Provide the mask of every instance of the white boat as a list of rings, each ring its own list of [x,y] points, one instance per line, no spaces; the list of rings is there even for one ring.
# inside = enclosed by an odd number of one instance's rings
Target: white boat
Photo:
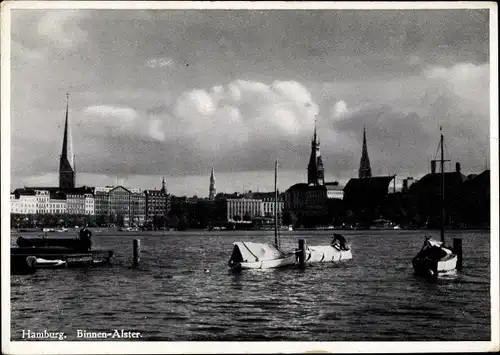
[[[352,259],[351,248],[342,250],[337,245],[311,245],[306,250],[306,263],[339,262]]]
[[[294,265],[295,252],[284,253],[279,248],[278,231],[278,161],[274,167],[274,244],[273,243],[234,243],[233,253],[228,266],[231,270],[274,269]]]
[[[231,270],[273,269],[294,265],[296,259],[273,243],[236,242],[228,265]]]
[[[36,263],[35,266],[37,269],[50,269],[50,268],[57,268],[57,267],[64,267],[66,266],[66,261],[64,260],[47,260],[43,258],[36,258]]]
[[[444,238],[444,137],[441,133],[441,241],[438,242],[430,237],[425,237],[424,245],[419,253],[413,258],[413,269],[417,275],[436,278],[441,274],[448,274],[457,269],[458,256],[445,246]],[[432,161],[435,164],[436,160]]]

....

PROBLEM TO SOLVE
Above are the records; repeat them all exactly, without the pictures.

COMPLETED TASK
Provide the mask of every instance of the white boat as a list of rings, each ring its own list of [x,y] points, one instance per line, no spaces; the list of rings is there even for one ring.
# inside = enclosed by an odd number of one instance's rings
Target: white boat
Photo:
[[[352,259],[351,248],[342,250],[337,245],[311,245],[306,250],[306,263],[339,262]]]
[[[294,265],[295,252],[284,253],[279,248],[278,231],[278,161],[274,167],[274,244],[273,243],[234,243],[233,253],[228,266],[231,270],[274,269]]]
[[[231,270],[273,269],[294,265],[296,259],[273,243],[236,242],[228,265]]]
[[[36,263],[35,266],[37,269],[50,269],[50,268],[57,268],[57,267],[64,267],[66,266],[66,261],[64,260],[47,260],[43,258],[36,258]]]
[[[444,238],[444,137],[441,133],[441,241],[438,242],[430,237],[425,237],[424,245],[419,253],[413,258],[413,269],[417,275],[436,278],[441,274],[448,274],[457,269],[458,256],[445,246]],[[432,161],[435,164],[436,160]]]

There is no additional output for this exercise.